◆ **Tasks for this exercise**
• 1. List every heading line in the market commentary, in the order they appear.
• 2. Retype the market commentary from "Micron's Best Week" up to and including "has started shipping.".
• 3. Write what comes next in the market commentary on the Fed and Micron, starting after its final sentence.

◆ **Passage given**

————

The Fed's Labor Problem Is Gone. Its Inflation Problem Is Not.

The jobs report answered the biggest worry. The oil shock hasn't hit hiring yet. That is good news. But it closes the door on rate cuts faster than the market expected.

The Fed has two jobs: keep inflation low and keep employment healthy. Employment is fine. Inflation isn't. Every inflation gauge is moving the wrong way.

Wolfe Research said yields won't return to pre-war levels even if a deal lands. They expect a structural range of 4.15 to 4.40%. The bond market agreed. Yields barely moved on the jobs beat. That tells you the market already expects rates to stay high regardless of what Iran does.

Three Fed members have already formally said the easing bias should go. This payroll print supports their case. Warsh inherits a committee that is ready to move.

TQ Execution Bias 

Rate-sensitive names get support from jobs stability. But inflation stays in charge. Own names that benefit from a Fed on hold. Cut duration names that need rate cuts to justify their price.

THEME TWO

Micron's Best Week Since 2008 Is About More Than One Stock.

Micron (MU) gained 28% this week. That's its best weekly run since December 2008. The stock crossed $700 and hit an $800 billion market cap. The trigger was simple. Micron announced its highest-capacity SSD has started shipping.

————

(Some records)

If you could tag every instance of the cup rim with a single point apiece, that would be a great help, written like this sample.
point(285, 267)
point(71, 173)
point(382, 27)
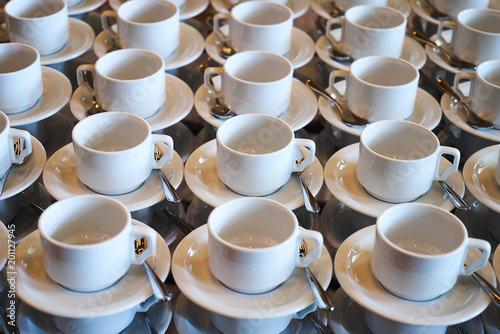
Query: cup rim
point(42, 222)
point(427, 207)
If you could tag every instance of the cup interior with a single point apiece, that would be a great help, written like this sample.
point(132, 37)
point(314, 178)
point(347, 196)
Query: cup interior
point(110, 132)
point(83, 221)
point(129, 64)
point(399, 140)
point(258, 67)
point(421, 230)
point(255, 134)
point(15, 57)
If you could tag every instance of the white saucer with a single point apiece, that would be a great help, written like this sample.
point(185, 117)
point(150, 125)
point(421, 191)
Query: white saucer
point(341, 180)
point(56, 93)
point(35, 288)
point(349, 318)
point(193, 277)
point(479, 177)
point(412, 52)
point(85, 6)
point(190, 9)
point(427, 111)
point(353, 271)
point(22, 176)
point(320, 7)
point(179, 103)
point(202, 180)
point(301, 49)
point(298, 7)
point(190, 47)
point(81, 37)
point(302, 110)
point(61, 181)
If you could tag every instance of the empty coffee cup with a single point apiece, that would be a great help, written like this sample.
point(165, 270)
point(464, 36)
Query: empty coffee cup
point(114, 152)
point(256, 154)
point(399, 160)
point(253, 244)
point(419, 251)
point(88, 242)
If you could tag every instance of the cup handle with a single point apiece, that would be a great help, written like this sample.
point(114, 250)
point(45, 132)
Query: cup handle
point(311, 147)
point(482, 245)
point(167, 140)
point(108, 19)
point(335, 74)
point(463, 77)
point(439, 35)
point(315, 254)
point(441, 176)
point(149, 235)
point(25, 137)
point(83, 72)
point(219, 18)
point(208, 80)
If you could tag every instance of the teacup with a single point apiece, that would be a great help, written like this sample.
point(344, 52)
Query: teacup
point(399, 160)
point(146, 24)
point(475, 36)
point(7, 154)
point(256, 25)
point(419, 251)
point(484, 93)
point(88, 242)
point(253, 82)
point(20, 77)
point(256, 154)
point(369, 30)
point(253, 244)
point(42, 24)
point(128, 80)
point(378, 87)
point(114, 152)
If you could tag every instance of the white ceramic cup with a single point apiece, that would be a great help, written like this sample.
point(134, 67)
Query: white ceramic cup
point(256, 25)
point(253, 82)
point(475, 35)
point(114, 152)
point(453, 7)
point(369, 30)
point(128, 80)
point(145, 24)
point(7, 137)
point(20, 77)
point(484, 93)
point(88, 242)
point(419, 251)
point(378, 87)
point(43, 24)
point(253, 244)
point(399, 160)
point(256, 154)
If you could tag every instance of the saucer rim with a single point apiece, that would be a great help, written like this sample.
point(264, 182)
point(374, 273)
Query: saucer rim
point(208, 150)
point(50, 177)
point(50, 77)
point(39, 158)
point(334, 120)
point(139, 296)
point(200, 237)
point(408, 42)
point(77, 28)
point(200, 104)
point(364, 239)
point(299, 37)
point(368, 209)
point(156, 121)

————

◆ **Per-task outputs**
• 1.
The Fed's Labor Problem Is Gone. Its Inflation Problem Is Not.
TQ Execution Bias
THEME TWO
Micron's Best Week Since 2008 Is About More Than One Stock.

• 2.
Micron's Best Week Since 2008 Is About More Than One Stock.

Micron (MU) gained 28% this week. That's its best weekly run since December 2008. The stock crossed $700 and hit an $800 billion market cap. The trigger was simple. Micron announced its highest-capacity SSD has started shipping.

• 3.
Why does that matter? Every AI system needs two things. Chips to think. Memory to remember. Nvidia (NVDA) makes the chips. Micron makes the memory. Demand for both is running ahead of supply. That shortage is what drives the price.

AMD (AMD) crossed $700 billion in market cap this week. Qualcomm (QCOM) rose for four straight days. The Magnificent Seven are up $3 trillion combined since the war began. The AI trade is not narrowing. It is widening into memory, storage, and connectivity.

The SSD shipment is confirmation that the full AI data stack is now in simultaneous production ramp. Chips. Memory. Storage. All shipping at once into a market that needs more of all three.

TQ Execution Bias 

Micron's 147% year-to-date gain reflects a real shortage. AI agent demand requires persistent memory at scale. That demand grows every quarter. The memory trade has more runway than the current price suggests.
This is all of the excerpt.